# Tokyo joins race for 2016 Olympic Games



## unoh (Aug 13, 2005)

Tokyo formally joined the race to host the Olympics for a second time on Wednesday after the city's metropolitan assembly overwhelmingly passed a resolution to bid for the 2016 Games. 

Last month, Sapporo followed Nagoya's earlier decision to rule itself out of the running, leaving just the capital city and Fukuoka, on the southern island of Kyushu, as the only two cities in contention.

The Japanese Olympics Committee welcomed Tokyo's announcement.

"The JOC is delighted," committee chairman Tsunekazu Takeda told reporters. "We would like Tokyo to do their best to produce a wonderful plan."

The JOC is set to choose the country's official bid city in August and Takeda is hoping to see a spirited competition.

"The aim is not to win domestically but to beat the candidates from overseas. We look forward to seeing a high-level bid," he added.

Japan last hosted the Summer Games in Tokyo in 1964.

"For Tokyo to host the Olympics again after half a century would be an opportunity to demonstrate our strong desire for world peace and it would also be a chance to create a mature, safe and environmentally friendly city," the city's resolution said, according to the Tokyo assembly's Web site.

Sapporo, which hosted the 1972 Winter Olympics, withdrew citing the burden of raising around $2.1 billion of the estimated total cost of $15.2 billion of hosting the Games.



Do you think tokyo will host 2016 games? 
and do you have information about other candidates? for example Chicago,Madrid,Moscow,LA,Dubai,Toronto,Cape Town etc....




*- my tokyo photo thread : *
http://www.skyscrapercity.com/showthread.php?t=319973


----------



## samsonyuen (Sep 23, 2003)

I don't think there will be a (credible) Canadian bid until 2020 at the earliest.


----------



## Treasure (Mar 24, 2006)

i love to see tokyo host the olympics again.


----------



## schmidt (Dec 5, 2002)

I don't like the games in the East cuz u have to watch it all in the late night. But Tokyo is a nice city. 

I hope Rio bids for 2016.


----------



## Monkey (Oct 1, 2002)

Tokyo would be a cool host city. However I thought the IOC wanted to downsize the games? Beijing is going to be a huge fanfare of Chinese national pride and London isn't going to be small either. Tokyo would be yet another Olympics in a huge city. The IOC may also decide that the Games should make a return to the US and favour Chicago's bid. It will be interesting. Anyway good luck to Tokyo. kay:


----------



## Bikkel (Jun 8, 2005)

I'd rather see Tokyo funding of an African host such as Abidjan or Addis-Abebe. Japan and the 'West' had its share of self-glorification.
● ● ● ● ●
— Task instructions —
1 - In the thread about Tokyo's 2016 Olympic bid, what did Sapporo cite as its reason for withdrawing?
2 - List every city that the first post of the thread about Tokyo's 2016 Olympic bid names as an example of the other candidates.
3 - Write the next post in the thread about Tokyo's 2016 Olympic bid, picking up after the last post shown.

— Data excerpts —
● ● ● ● ●
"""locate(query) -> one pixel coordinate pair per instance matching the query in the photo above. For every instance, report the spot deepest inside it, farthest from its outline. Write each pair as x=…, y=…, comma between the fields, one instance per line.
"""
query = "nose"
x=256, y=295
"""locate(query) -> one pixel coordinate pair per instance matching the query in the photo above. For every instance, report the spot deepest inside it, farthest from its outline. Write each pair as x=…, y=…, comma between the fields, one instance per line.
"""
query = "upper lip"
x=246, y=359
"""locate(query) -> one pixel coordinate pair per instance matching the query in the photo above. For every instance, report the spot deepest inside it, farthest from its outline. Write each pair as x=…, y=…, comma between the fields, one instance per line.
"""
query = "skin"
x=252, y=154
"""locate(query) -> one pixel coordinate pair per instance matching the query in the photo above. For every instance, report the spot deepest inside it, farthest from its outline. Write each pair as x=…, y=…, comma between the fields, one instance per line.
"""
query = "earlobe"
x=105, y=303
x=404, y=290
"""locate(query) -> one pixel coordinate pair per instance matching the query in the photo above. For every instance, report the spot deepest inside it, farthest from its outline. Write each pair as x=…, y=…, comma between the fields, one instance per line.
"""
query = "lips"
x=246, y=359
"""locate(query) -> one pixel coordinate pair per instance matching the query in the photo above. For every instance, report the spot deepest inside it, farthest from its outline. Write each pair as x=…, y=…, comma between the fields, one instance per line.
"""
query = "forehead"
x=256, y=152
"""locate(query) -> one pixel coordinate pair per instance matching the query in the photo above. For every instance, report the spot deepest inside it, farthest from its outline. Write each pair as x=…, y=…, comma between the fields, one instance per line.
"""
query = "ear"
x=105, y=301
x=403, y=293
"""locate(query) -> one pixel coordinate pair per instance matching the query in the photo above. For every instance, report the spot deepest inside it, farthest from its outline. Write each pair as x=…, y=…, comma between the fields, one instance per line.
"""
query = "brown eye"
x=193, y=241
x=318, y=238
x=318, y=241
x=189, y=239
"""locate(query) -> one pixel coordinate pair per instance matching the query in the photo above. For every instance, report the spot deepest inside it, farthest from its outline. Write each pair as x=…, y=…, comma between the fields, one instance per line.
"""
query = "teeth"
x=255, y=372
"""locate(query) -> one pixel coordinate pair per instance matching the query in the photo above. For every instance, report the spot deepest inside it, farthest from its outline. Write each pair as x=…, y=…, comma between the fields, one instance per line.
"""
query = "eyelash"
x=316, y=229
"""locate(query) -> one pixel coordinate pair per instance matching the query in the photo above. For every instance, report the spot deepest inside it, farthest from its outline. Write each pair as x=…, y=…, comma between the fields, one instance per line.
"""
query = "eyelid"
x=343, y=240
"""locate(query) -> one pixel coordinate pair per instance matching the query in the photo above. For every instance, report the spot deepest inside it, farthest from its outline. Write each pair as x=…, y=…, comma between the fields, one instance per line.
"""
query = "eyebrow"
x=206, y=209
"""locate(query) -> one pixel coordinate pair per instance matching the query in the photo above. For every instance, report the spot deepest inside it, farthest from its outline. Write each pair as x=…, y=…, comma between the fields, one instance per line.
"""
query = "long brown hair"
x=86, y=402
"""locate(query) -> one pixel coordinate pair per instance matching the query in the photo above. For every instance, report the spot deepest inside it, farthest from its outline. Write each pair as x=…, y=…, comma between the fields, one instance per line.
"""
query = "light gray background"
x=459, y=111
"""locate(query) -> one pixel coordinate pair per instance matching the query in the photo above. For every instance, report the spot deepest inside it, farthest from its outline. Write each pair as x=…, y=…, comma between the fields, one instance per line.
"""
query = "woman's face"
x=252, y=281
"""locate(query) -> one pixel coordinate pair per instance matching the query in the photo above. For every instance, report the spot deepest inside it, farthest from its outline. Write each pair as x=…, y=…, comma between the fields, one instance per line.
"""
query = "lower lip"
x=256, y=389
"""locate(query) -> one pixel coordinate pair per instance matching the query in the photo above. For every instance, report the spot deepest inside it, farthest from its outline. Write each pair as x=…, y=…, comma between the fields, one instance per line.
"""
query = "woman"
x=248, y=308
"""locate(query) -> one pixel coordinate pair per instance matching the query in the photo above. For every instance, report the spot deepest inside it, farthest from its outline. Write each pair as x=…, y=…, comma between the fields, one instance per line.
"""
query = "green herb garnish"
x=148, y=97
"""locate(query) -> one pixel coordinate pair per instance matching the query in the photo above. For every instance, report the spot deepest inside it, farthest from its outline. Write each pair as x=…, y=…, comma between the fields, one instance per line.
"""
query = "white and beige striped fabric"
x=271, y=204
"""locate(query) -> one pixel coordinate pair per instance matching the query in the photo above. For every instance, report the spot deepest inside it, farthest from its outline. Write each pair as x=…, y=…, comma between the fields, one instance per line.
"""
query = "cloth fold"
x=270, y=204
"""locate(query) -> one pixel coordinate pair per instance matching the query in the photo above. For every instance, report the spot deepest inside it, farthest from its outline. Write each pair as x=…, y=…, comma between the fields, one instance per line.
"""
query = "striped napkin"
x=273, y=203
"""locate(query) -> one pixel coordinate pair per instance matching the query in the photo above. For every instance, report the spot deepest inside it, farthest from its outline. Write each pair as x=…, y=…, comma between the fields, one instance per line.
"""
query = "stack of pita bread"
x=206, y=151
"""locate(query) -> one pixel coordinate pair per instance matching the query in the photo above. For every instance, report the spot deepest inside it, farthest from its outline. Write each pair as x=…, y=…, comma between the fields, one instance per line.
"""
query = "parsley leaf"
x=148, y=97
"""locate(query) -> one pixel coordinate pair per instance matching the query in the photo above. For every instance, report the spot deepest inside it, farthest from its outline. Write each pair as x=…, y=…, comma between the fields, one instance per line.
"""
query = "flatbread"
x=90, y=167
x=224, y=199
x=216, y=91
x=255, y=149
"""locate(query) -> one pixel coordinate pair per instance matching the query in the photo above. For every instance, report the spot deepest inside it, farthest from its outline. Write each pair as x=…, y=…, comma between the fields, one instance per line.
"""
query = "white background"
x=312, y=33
● ● ● ● ●
— Answers for this exercise —
1 - The burden of raising around $2.1 billion of the estimated total cost of $15.2 billion of hosting the Games.

2 - Chicago, Madrid, Moscow, LA, Dubai, Toronto, Cape Town

3 -
----------



## LtBk (Jul 27, 2004)

I perfer the next Olympics to be in South America like Buenos Aries.


----------



## Bertez (Jul 9, 2005)

Puts a new twist into the race


----------



## unoh (Aug 13, 2005)

*more news about 2016 Tokyo*

TOKYO (AFP) - Tokyo is making a head start bidding for the 2016 Summer Olympics, with its nationalist leader hoping to restore some of the glory of Japan's first Games after Beijing showcases China's rise in 2008. 

ADVERTISEMENT

Japan, which is emerging from a decade-long economic slump, has become the first nation to formally inform the International Olympic Committee (IOC) of its candidacy for the 2016 Games which won't be decided until mid-2009.

"We want to invite the Olympics to the capital Tokyo by any means as a catalyst to break the boxed-in feeling hanging over Japan," Governor Shintaro Ishihara told the metropolitan assembly as early as last September.

The assembly adopted a resolution in March to bid for the 2016 Games, just eight months after London was chosen as the 2012 venue.

It set aside 100 billion yen (850 million dollars) for the 2006-2007 financial year as reserves for a 2016 Olympics, which would come a half century after the 1964 Games here lifted Japan on its path to economic superstardom.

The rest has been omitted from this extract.